• TASK BRIEF:
Identify each line of the material below that contains the string "woman", treating uppercase and lowercase as distinct, and copy every such line in full.

Rows taken from a pointing dataset
● ● ●

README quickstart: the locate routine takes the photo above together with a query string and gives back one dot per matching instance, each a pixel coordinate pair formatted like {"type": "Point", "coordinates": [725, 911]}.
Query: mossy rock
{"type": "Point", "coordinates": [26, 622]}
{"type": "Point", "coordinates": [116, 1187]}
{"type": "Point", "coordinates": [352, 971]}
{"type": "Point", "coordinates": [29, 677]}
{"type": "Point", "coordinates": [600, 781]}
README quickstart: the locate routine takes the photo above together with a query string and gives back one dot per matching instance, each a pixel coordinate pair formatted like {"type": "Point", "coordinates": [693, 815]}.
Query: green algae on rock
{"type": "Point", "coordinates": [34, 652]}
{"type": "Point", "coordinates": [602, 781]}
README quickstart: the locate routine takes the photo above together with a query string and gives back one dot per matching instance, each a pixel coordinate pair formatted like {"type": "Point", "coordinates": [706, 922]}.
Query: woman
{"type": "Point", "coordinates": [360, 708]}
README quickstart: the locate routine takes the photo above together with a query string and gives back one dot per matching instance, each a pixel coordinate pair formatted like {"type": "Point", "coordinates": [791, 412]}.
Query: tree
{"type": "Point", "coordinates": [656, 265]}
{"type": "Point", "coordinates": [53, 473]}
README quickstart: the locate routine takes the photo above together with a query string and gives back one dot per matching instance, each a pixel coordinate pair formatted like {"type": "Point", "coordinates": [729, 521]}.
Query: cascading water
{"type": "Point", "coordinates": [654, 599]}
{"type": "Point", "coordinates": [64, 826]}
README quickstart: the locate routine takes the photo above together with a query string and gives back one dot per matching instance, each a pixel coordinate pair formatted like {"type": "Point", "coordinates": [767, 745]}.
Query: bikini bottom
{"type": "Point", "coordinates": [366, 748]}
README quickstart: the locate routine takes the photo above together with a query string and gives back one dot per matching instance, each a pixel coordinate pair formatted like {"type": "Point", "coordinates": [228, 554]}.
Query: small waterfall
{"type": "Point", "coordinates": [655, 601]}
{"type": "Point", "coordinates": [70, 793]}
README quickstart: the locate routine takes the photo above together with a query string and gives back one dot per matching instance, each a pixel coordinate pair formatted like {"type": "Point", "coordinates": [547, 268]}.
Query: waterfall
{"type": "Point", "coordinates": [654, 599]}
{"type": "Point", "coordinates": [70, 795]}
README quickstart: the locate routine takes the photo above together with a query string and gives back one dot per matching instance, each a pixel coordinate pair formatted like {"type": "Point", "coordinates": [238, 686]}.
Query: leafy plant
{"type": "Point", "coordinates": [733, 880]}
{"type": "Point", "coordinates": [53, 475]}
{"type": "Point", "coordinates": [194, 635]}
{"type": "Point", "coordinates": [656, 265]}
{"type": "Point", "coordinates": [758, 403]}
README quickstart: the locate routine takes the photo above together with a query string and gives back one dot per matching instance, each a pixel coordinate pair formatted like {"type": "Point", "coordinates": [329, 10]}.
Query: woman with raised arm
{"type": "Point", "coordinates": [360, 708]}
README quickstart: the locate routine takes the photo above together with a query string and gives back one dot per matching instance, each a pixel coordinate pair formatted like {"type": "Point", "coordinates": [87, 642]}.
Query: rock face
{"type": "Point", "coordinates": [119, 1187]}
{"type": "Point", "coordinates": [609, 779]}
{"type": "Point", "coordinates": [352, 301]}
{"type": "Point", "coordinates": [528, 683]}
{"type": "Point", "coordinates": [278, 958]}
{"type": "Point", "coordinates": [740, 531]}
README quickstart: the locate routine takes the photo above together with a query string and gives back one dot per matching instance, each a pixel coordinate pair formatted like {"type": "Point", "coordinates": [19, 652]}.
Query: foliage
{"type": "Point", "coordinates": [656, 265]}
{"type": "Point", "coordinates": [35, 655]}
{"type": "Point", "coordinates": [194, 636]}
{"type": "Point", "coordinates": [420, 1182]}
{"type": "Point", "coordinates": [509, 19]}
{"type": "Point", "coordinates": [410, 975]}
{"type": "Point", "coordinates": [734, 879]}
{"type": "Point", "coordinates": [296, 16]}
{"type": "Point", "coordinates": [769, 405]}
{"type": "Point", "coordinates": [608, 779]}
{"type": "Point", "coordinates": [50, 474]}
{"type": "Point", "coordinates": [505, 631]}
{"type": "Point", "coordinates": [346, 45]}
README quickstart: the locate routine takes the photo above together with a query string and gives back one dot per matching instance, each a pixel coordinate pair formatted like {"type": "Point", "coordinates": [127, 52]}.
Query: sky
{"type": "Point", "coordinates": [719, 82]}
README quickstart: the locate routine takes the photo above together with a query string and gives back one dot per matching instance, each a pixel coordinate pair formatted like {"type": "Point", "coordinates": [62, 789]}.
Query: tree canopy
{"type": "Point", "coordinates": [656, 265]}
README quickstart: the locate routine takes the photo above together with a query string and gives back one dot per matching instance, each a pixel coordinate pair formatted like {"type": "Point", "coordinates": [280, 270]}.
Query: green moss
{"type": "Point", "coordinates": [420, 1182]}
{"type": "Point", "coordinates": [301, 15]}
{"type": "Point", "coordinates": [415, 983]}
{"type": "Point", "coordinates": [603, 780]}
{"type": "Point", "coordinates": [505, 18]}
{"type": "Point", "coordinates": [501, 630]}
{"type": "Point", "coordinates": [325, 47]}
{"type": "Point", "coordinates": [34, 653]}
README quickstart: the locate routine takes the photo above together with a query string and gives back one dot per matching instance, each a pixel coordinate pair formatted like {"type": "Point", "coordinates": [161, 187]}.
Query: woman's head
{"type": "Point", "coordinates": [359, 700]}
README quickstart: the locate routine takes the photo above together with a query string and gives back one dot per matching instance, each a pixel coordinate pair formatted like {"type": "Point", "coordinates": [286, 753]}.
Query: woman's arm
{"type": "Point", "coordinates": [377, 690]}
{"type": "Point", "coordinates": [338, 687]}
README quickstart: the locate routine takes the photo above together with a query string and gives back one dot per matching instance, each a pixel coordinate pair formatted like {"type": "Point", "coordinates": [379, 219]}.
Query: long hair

● ● ●

• RESULT BELOW:
Query: woman
Query: woman with raised arm
Query: woman's head
Query: woman's arm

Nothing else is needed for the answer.